**Problem description**
Skip the pictures. Repeat everything else in the records word for word.

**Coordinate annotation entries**

>>>>>

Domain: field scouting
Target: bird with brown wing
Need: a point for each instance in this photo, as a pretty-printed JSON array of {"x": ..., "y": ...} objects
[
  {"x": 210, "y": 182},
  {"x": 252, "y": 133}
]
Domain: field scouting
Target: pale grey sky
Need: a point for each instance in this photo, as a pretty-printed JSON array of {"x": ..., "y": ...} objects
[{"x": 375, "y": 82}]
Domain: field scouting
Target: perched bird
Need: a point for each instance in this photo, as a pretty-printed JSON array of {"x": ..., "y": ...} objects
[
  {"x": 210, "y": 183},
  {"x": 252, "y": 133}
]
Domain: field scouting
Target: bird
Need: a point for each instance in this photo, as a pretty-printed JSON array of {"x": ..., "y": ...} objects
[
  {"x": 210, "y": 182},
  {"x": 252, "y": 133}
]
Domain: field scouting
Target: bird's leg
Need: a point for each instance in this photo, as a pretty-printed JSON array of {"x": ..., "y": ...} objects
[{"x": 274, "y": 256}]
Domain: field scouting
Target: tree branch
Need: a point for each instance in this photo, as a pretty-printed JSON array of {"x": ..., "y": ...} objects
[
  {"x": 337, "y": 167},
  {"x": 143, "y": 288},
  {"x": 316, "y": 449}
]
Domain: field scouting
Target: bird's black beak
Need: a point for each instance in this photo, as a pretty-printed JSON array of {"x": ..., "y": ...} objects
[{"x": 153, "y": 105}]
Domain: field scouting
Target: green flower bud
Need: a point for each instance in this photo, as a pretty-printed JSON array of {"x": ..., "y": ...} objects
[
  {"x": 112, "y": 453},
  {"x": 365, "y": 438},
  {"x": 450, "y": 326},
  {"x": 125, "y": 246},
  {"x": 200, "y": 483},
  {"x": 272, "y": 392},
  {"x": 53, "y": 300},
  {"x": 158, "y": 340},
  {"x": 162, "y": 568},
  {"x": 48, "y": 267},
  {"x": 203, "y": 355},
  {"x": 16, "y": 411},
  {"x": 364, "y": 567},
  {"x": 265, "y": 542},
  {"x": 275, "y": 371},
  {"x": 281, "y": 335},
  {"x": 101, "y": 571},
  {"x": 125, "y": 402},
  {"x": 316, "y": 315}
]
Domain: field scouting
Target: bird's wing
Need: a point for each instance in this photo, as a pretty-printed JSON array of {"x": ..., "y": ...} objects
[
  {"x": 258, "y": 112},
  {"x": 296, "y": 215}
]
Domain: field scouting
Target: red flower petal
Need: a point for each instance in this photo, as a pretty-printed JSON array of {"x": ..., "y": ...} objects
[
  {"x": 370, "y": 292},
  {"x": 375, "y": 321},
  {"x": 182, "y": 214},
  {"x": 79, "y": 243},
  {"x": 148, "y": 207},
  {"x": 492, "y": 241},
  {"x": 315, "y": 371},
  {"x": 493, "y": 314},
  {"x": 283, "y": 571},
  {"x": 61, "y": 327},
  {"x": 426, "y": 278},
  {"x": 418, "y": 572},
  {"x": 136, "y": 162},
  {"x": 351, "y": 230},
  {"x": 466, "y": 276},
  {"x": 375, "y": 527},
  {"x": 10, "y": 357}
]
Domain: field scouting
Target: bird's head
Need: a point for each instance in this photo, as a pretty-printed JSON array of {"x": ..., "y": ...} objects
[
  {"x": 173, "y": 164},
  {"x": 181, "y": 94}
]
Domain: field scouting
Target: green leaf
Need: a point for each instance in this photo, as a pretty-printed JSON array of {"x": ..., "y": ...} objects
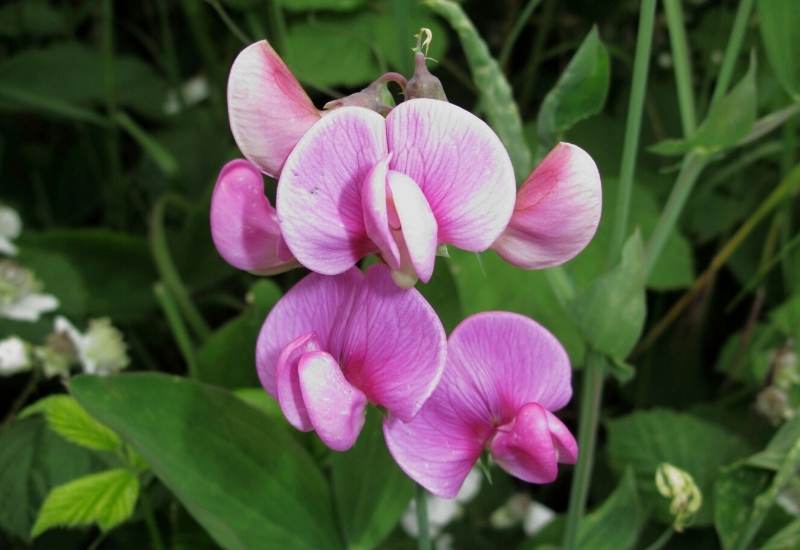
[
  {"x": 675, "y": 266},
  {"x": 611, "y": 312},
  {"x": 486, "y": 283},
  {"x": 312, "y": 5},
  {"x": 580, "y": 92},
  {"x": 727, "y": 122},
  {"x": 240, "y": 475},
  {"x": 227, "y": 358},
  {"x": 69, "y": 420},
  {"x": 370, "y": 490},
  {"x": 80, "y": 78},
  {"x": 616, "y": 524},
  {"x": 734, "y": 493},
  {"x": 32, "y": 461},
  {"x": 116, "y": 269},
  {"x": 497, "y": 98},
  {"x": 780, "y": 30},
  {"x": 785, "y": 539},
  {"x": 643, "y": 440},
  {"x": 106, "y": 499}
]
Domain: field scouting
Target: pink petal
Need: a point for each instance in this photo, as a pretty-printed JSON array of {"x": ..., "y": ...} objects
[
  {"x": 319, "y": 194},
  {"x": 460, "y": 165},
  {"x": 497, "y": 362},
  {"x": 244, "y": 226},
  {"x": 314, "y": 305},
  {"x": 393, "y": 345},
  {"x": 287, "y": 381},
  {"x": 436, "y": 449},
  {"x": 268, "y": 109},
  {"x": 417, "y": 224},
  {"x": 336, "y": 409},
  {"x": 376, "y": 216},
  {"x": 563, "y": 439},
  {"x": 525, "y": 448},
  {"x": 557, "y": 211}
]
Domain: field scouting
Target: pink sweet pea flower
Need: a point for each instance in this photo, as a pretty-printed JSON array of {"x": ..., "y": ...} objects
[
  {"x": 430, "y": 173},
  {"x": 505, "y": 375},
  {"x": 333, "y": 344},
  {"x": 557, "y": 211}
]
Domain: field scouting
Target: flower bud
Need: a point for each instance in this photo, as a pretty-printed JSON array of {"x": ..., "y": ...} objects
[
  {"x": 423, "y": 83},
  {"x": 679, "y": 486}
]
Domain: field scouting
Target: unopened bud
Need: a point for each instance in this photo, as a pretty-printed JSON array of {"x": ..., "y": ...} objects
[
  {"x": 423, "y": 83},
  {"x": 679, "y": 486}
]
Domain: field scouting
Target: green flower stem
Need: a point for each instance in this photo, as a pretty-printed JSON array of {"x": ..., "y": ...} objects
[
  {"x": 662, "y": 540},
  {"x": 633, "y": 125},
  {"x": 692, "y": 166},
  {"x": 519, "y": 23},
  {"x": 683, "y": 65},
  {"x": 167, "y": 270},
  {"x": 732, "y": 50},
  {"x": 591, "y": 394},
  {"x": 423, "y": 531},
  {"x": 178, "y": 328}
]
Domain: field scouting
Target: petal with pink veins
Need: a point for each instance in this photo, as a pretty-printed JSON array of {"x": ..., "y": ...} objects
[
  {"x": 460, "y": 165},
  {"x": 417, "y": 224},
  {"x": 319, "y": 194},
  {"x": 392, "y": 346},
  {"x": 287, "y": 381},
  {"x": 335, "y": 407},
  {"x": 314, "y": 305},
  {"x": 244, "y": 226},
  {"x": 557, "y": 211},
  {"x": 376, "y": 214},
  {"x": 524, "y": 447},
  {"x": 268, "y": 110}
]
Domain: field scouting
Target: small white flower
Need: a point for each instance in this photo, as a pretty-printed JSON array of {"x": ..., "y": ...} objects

<<<<<

**Written answer**
Domain: field scouting
Target: bird with brown wing
Need: a point for each instance in this photo, as a pretty-printed JSON array of {"x": ..., "y": ...} objects
[
  {"x": 210, "y": 182},
  {"x": 252, "y": 133}
]
Domain: field scouting
Target: pale grey sky
Need: a point for each instance in this photo, as a pretty-printed JSON array of {"x": ..., "y": ...} objects
[{"x": 375, "y": 82}]
Domain: field scouting
Target: perched bird
Need: a point for each instance in this photo, as a pretty-printed JSON array of {"x": ..., "y": ...} objects
[
  {"x": 210, "y": 183},
  {"x": 252, "y": 133}
]
Domain: field scouting
Target: bird
Need: a point for each instance in this photo, as a pretty-printed JSON array of {"x": ..., "y": ...} objects
[
  {"x": 210, "y": 182},
  {"x": 252, "y": 133}
]
Domain: field scouting
Target: bird's leg
Need: a point for each instance in this photo, as a pretty-printed JSON array of {"x": ..., "y": ...} objects
[{"x": 274, "y": 256}]
Domain: field scouting
Target: tree branch
Need: a point for each instance in this photo, as a pretty-printed JSON array of {"x": ..., "y": ...} objects
[
  {"x": 337, "y": 167},
  {"x": 143, "y": 288},
  {"x": 316, "y": 449}
]
Domain: field scouting
Target: bird's black beak
Need: a point for each instance in this photo, as a pretty-printed JSON array of {"x": ..., "y": ...} objects
[{"x": 153, "y": 105}]
Domain: field scouting
Target: green flower bud
Need: a point for each instance in this photo, as a pretty-printed JSON array of {"x": ..., "y": ...} objects
[
  {"x": 112, "y": 453},
  {"x": 365, "y": 438},
  {"x": 450, "y": 326},
  {"x": 125, "y": 246},
  {"x": 200, "y": 483},
  {"x": 272, "y": 392},
  {"x": 53, "y": 300},
  {"x": 158, "y": 340},
  {"x": 162, "y": 568},
  {"x": 48, "y": 267},
  {"x": 203, "y": 355},
  {"x": 16, "y": 411},
  {"x": 364, "y": 567},
  {"x": 265, "y": 542},
  {"x": 275, "y": 371},
  {"x": 281, "y": 335},
  {"x": 101, "y": 571},
  {"x": 125, "y": 402},
  {"x": 316, "y": 315}
]
Domain: field scouting
Target: bird's wing
Need: a point for each instance in this photo, as a pretty-printed JSON array of {"x": ..., "y": ...} objects
[
  {"x": 258, "y": 112},
  {"x": 296, "y": 215}
]
Domain: field scouting
Target: red flower petal
Need: a point for each instance in this photo, as a pretty-printed JSON array of {"x": ..., "y": ...} objects
[
  {"x": 370, "y": 292},
  {"x": 375, "y": 321},
  {"x": 182, "y": 214},
  {"x": 79, "y": 243},
  {"x": 148, "y": 207},
  {"x": 492, "y": 241},
  {"x": 315, "y": 371},
  {"x": 493, "y": 314},
  {"x": 283, "y": 571},
  {"x": 61, "y": 327},
  {"x": 426, "y": 278},
  {"x": 418, "y": 572},
  {"x": 136, "y": 162},
  {"x": 351, "y": 230},
  {"x": 466, "y": 276},
  {"x": 375, "y": 527},
  {"x": 10, "y": 357}
]
Domain: field scouting
Target: bird's head
Need: a point for each instance in this photo, as a pretty-printed JSON array of {"x": ..., "y": ...} objects
[
  {"x": 173, "y": 164},
  {"x": 181, "y": 94}
]
Domain: field scouting
Target: green leaf
Need: a point for each instance in this photo, as a pretty-printed JSON array of {"x": ..., "y": ...} objects
[
  {"x": 675, "y": 266},
  {"x": 611, "y": 312},
  {"x": 486, "y": 283},
  {"x": 312, "y": 5},
  {"x": 580, "y": 92},
  {"x": 727, "y": 122},
  {"x": 240, "y": 475},
  {"x": 227, "y": 358},
  {"x": 69, "y": 420},
  {"x": 370, "y": 490},
  {"x": 80, "y": 78},
  {"x": 616, "y": 524},
  {"x": 734, "y": 493},
  {"x": 32, "y": 461},
  {"x": 116, "y": 269},
  {"x": 497, "y": 98},
  {"x": 780, "y": 30},
  {"x": 785, "y": 539},
  {"x": 643, "y": 440},
  {"x": 106, "y": 499}
]
Domain: field scouting
Target: pink petal
Need: a point for each instance in this photo, as a pretty-printed JSON array of {"x": ..., "y": ...} objects
[
  {"x": 319, "y": 194},
  {"x": 460, "y": 165},
  {"x": 497, "y": 362},
  {"x": 244, "y": 226},
  {"x": 314, "y": 305},
  {"x": 393, "y": 345},
  {"x": 287, "y": 381},
  {"x": 436, "y": 449},
  {"x": 268, "y": 109},
  {"x": 417, "y": 224},
  {"x": 336, "y": 409},
  {"x": 376, "y": 216},
  {"x": 563, "y": 439},
  {"x": 525, "y": 448},
  {"x": 557, "y": 211}
]
Domain: field scouting
Target: pink sweet pea flower
Need: a point for each instance in this photo, as a pretty-printed JSON array of {"x": ..., "y": ...} objects
[
  {"x": 430, "y": 173},
  {"x": 505, "y": 375},
  {"x": 333, "y": 344},
  {"x": 557, "y": 211}
]
Domain: field scouting
Target: flower bud
Need: a point for each instance in this photo, as a pretty-printed JSON array of {"x": ..., "y": ...} objects
[
  {"x": 423, "y": 83},
  {"x": 679, "y": 486}
]
Domain: field scouting
Target: unopened bud
Need: a point for each instance in this photo, as a pretty-printed JSON array of {"x": ..., "y": ...} objects
[
  {"x": 423, "y": 83},
  {"x": 679, "y": 486}
]
Domain: field scouting
Target: green flower stem
Need: a point for each instance in this photo, as a pretty-printed JSON array of {"x": ..., "y": ...} objects
[
  {"x": 662, "y": 540},
  {"x": 633, "y": 125},
  {"x": 692, "y": 166},
  {"x": 519, "y": 23},
  {"x": 683, "y": 65},
  {"x": 167, "y": 270},
  {"x": 732, "y": 50},
  {"x": 591, "y": 394},
  {"x": 423, "y": 531},
  {"x": 178, "y": 328}
]
Domain: field scouting
Target: petal with pink veins
Need: a point for each instance in this photo, as a pretty-printed JSON array of {"x": ..., "y": ...} objects
[
  {"x": 460, "y": 165},
  {"x": 417, "y": 224},
  {"x": 319, "y": 194},
  {"x": 392, "y": 346},
  {"x": 287, "y": 381},
  {"x": 335, "y": 407},
  {"x": 314, "y": 305},
  {"x": 244, "y": 226},
  {"x": 557, "y": 211},
  {"x": 376, "y": 214},
  {"x": 524, "y": 447},
  {"x": 268, "y": 110}
]
Domain: field scouting
Target: small white flower
Need: a point for each instance in this photo, as a pretty-printed JSON array of {"x": ..., "y": ...} objects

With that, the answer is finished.